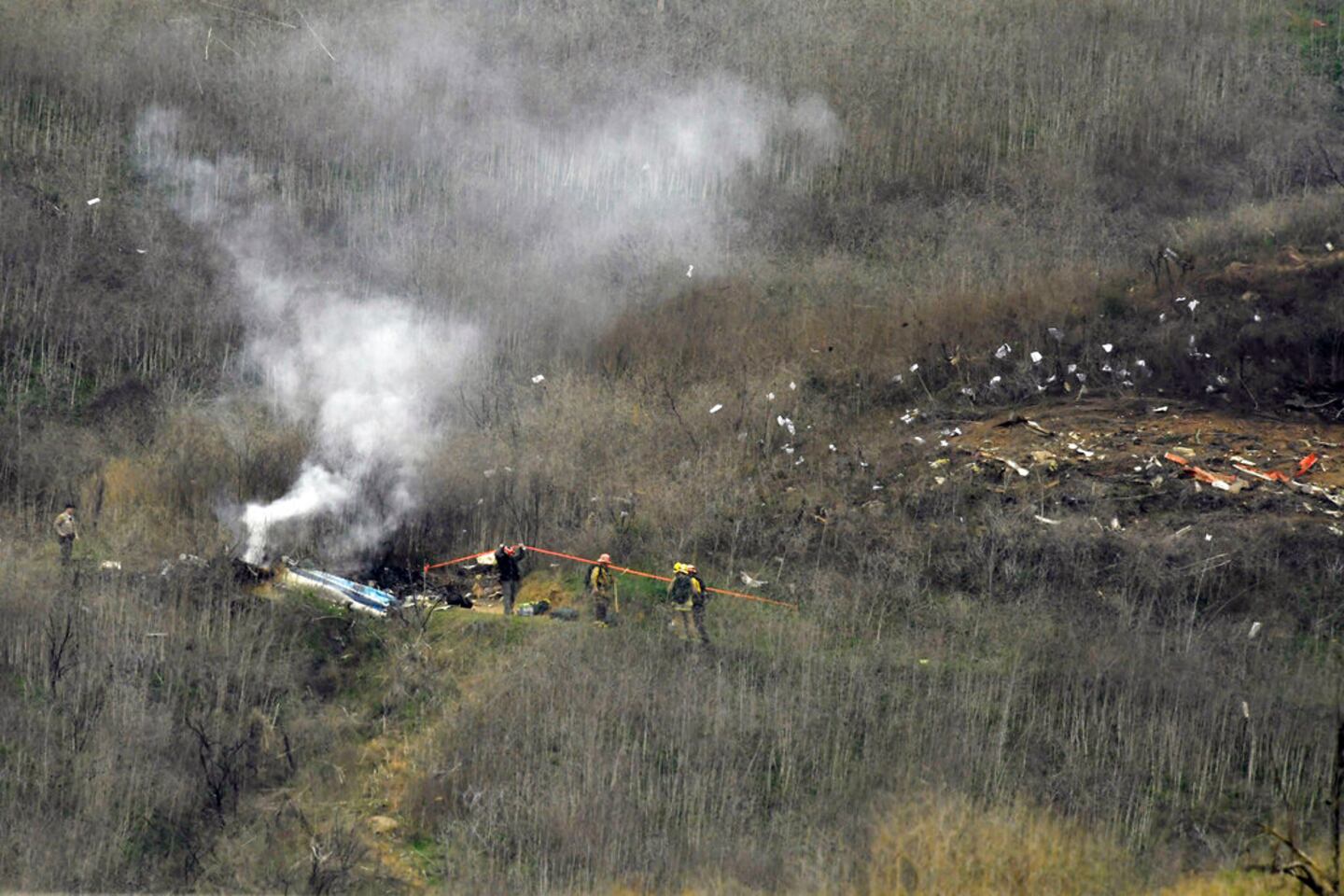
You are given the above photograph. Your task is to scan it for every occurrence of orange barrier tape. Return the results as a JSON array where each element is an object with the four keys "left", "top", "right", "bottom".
[{"left": 425, "top": 544, "right": 798, "bottom": 609}]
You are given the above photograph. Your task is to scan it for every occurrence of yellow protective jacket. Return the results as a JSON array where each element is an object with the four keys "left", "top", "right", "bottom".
[{"left": 587, "top": 563, "right": 616, "bottom": 597}]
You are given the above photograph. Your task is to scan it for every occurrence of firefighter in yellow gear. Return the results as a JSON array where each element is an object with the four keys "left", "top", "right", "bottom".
[
  {"left": 668, "top": 563, "right": 709, "bottom": 643},
  {"left": 586, "top": 553, "right": 616, "bottom": 626}
]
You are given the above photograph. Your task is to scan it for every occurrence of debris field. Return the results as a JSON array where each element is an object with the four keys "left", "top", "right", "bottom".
[{"left": 910, "top": 399, "right": 1344, "bottom": 536}]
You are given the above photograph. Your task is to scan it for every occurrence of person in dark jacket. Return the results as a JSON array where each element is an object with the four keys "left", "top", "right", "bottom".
[
  {"left": 685, "top": 563, "right": 709, "bottom": 645},
  {"left": 495, "top": 544, "right": 526, "bottom": 617}
]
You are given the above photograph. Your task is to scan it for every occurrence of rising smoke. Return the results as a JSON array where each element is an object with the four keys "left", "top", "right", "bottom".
[{"left": 128, "top": 8, "right": 839, "bottom": 562}]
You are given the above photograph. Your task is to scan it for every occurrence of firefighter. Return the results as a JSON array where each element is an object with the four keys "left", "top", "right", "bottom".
[
  {"left": 668, "top": 563, "right": 709, "bottom": 643},
  {"left": 495, "top": 542, "right": 526, "bottom": 617},
  {"left": 52, "top": 504, "right": 79, "bottom": 566},
  {"left": 587, "top": 553, "right": 616, "bottom": 626}
]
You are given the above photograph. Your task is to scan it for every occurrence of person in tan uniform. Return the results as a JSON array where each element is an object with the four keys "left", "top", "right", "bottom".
[{"left": 52, "top": 504, "right": 79, "bottom": 566}]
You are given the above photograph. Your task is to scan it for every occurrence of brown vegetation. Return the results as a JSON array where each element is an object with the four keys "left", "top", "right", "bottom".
[{"left": 0, "top": 0, "right": 1344, "bottom": 893}]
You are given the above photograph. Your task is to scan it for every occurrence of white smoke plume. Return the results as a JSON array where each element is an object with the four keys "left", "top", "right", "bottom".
[
  {"left": 137, "top": 109, "right": 476, "bottom": 563},
  {"left": 128, "top": 4, "right": 840, "bottom": 562}
]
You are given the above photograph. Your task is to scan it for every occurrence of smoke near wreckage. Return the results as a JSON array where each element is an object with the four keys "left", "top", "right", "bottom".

* * * *

### Short task
Transcribe every item above word for word, omitting the picture.

### Task output
You are given the above photograph. Your task is to scan it for every occurrence of orange barrier tape. Return the results as a JSON array where each element is an object with the four keys "left", "top", "right", "bottom".
[{"left": 425, "top": 544, "right": 798, "bottom": 609}]
You are given the above photograph. Your task is to scan it for every occurrence of yellow protective jacket. Return the results as a JSON array where each element is an object with the four keys "left", "top", "right", "bottom".
[{"left": 587, "top": 563, "right": 616, "bottom": 597}]
You are given the above photograph. Your task is to scan it for every occurrence of firefighter in yellow gear. Return the results as a JSON array where each element is an object with the four keys "left", "top", "right", "bottom".
[
  {"left": 668, "top": 563, "right": 709, "bottom": 643},
  {"left": 586, "top": 553, "right": 616, "bottom": 626}
]
You are given the above photograph. Your task is to scan it for every occurrence of debris field. Return the results as a JSON array where each element is an object with the four keys "left", "top", "right", "bottom".
[{"left": 910, "top": 399, "right": 1344, "bottom": 536}]
You are given the above photograph. Your task is to scan it for every occurrence of person in dark jacket. Return the results as a JSON array where each element is an object with the four keys "left", "top", "right", "bottom".
[
  {"left": 685, "top": 563, "right": 709, "bottom": 645},
  {"left": 495, "top": 544, "right": 526, "bottom": 617}
]
You are given the above photograph. Your task is to scan it for every occurrence of rising smoke. Return the results as a JSON array where each element is an object with the four keys "left", "top", "right", "bottom".
[{"left": 128, "top": 8, "right": 839, "bottom": 562}]
You are given the above photograph. Your task is to scan it for every occurrence of firefighter. Return the results as a JSON array where each element is an object with the four keys "left", "top", "right", "bottom".
[
  {"left": 668, "top": 563, "right": 709, "bottom": 643},
  {"left": 495, "top": 542, "right": 526, "bottom": 617},
  {"left": 52, "top": 504, "right": 79, "bottom": 566},
  {"left": 587, "top": 553, "right": 616, "bottom": 626}
]
You are given the above photograph. Your task is to scan it for every occurrence of person in tan uniform. Return the results as a JSON array where each element is an object with the four keys "left", "top", "right", "bottom".
[{"left": 52, "top": 504, "right": 79, "bottom": 566}]
You are given the above photograph. Your task is to scan it for every occurrence of brown vegetation. Return the results as a JSON array where each element is an object with the four keys "left", "top", "right", "bottom".
[{"left": 0, "top": 0, "right": 1344, "bottom": 893}]
You are given the above photograph. Your task is to scan it for every occurrence of white smoke plume. Return the results as a JSON array where each element is an object with the four keys "left", "top", "right", "bottom".
[
  {"left": 137, "top": 109, "right": 476, "bottom": 563},
  {"left": 128, "top": 4, "right": 840, "bottom": 562}
]
You are given the above photograph. Your task is to scan it for every occurrence of smoke near wreckage. Return the results as a JSON array where each element is an object with the four keys "left", "top", "right", "bottom".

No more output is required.